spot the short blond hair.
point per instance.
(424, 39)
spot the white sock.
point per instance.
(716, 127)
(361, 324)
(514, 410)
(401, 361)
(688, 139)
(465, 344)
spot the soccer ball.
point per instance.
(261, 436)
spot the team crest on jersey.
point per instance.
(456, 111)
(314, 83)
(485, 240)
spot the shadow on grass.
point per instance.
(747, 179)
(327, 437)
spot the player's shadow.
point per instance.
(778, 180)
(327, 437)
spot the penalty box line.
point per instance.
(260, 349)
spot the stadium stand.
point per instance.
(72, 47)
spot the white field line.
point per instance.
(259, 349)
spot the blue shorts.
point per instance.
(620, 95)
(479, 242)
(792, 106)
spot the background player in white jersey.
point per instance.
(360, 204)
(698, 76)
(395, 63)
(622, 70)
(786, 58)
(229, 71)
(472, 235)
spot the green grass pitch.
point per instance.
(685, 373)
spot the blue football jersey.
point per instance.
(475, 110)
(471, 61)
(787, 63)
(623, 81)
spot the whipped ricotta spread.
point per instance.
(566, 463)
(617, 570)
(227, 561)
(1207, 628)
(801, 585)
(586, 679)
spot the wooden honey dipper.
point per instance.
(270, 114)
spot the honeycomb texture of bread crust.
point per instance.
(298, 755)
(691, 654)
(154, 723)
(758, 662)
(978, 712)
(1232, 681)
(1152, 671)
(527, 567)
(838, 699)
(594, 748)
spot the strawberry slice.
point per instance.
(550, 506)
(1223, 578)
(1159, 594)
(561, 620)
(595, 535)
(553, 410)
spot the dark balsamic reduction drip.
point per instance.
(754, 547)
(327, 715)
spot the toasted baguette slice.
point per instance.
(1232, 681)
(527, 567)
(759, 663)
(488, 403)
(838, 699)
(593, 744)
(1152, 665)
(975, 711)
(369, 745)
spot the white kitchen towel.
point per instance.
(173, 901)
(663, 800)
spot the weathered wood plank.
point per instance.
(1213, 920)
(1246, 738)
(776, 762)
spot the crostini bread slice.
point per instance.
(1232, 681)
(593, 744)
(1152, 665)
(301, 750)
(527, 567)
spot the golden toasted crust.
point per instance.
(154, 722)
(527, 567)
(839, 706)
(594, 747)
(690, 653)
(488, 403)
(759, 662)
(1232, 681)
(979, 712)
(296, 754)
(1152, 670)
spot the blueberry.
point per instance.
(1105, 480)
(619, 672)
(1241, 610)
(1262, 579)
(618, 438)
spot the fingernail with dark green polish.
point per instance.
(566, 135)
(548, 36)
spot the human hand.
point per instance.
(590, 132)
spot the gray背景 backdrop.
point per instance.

━━━━━━━━

#### ÉNONCÉ
Peux-tu renvoyer à l'identique toutes les lignes des items, du premier au dernier ?

#### CORRIGÉ
spot the short blond hair.
point per instance.
(424, 39)
spot the white sock.
point per instance.
(716, 127)
(361, 324)
(514, 410)
(401, 361)
(688, 139)
(465, 344)
spot the soccer ball.
point per instance.
(261, 436)
spot the team crest on jersey.
point per instance.
(456, 111)
(314, 83)
(485, 240)
spot the shadow on grass.
point per instance.
(747, 179)
(327, 437)
spot the player's shadow.
point per instance.
(778, 180)
(327, 437)
spot the penalty box line.
point per instance.
(260, 349)
spot the stadium stand.
point per instance.
(72, 47)
spot the white field line.
point per instance.
(259, 349)
spot the blue shorts.
point per instance.
(620, 95)
(479, 242)
(792, 106)
spot the background player in white jersey.
point per instance.
(360, 204)
(698, 76)
(395, 63)
(622, 70)
(786, 58)
(229, 71)
(472, 235)
spot the green grass pitch.
point per instance.
(685, 373)
spot the blue football jersey.
point per instance.
(475, 110)
(471, 61)
(787, 63)
(623, 81)
spot the whipped ricotta spread.
point per instance.
(566, 463)
(617, 570)
(227, 561)
(1207, 628)
(801, 585)
(586, 679)
spot the wooden honey dipper.
point per instance.
(270, 114)
spot the honeycomb texture of bread crust.
point per instance.
(298, 755)
(691, 654)
(154, 723)
(758, 662)
(978, 712)
(1232, 681)
(1152, 671)
(527, 567)
(838, 699)
(594, 748)
spot the strawberry slice.
point per instance.
(550, 506)
(1223, 578)
(1159, 594)
(561, 620)
(595, 535)
(553, 410)
spot the dark balsamic reduction drip.
point per instance.
(754, 547)
(327, 715)
spot the toasted baguette slice.
point per instance.
(1232, 681)
(527, 567)
(759, 663)
(488, 403)
(838, 699)
(593, 744)
(1152, 665)
(975, 711)
(369, 745)
spot the white kitchen towel.
point per instance.
(173, 901)
(663, 800)
spot the weathered wood plank.
point per instance.
(1213, 920)
(1246, 738)
(776, 762)
spot the crostini bread slice.
point per instance.
(1232, 681)
(593, 744)
(1152, 665)
(301, 750)
(527, 567)
spot the golden toasted crust.
point per instance.
(154, 722)
(527, 567)
(839, 706)
(594, 747)
(690, 653)
(488, 403)
(759, 662)
(1232, 681)
(979, 712)
(296, 754)
(1152, 670)
spot the blueberry.
point per instance.
(1105, 480)
(619, 672)
(1241, 610)
(1262, 579)
(618, 438)
spot the fingernail with dark green polish.
point per instance.
(566, 135)
(548, 36)
spot the human hand.
point per instance.
(590, 132)
spot the gray背景 backdrop.
point per instance.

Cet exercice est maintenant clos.